## [Task details]
Rewrite the lines below as a numbered list, leaving out any blank lines.
★ ★ ★
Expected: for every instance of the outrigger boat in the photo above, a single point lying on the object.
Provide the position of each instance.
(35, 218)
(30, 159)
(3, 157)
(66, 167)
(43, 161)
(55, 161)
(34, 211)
★ ★ ★
## [Response]
1. Expected: for every instance of the outrigger boat in the photo above, a single point lying on the object.
2. Provide the position of each instance.
3. (35, 218)
4. (30, 159)
5. (3, 157)
6. (66, 167)
7. (43, 161)
8. (55, 161)
9. (34, 211)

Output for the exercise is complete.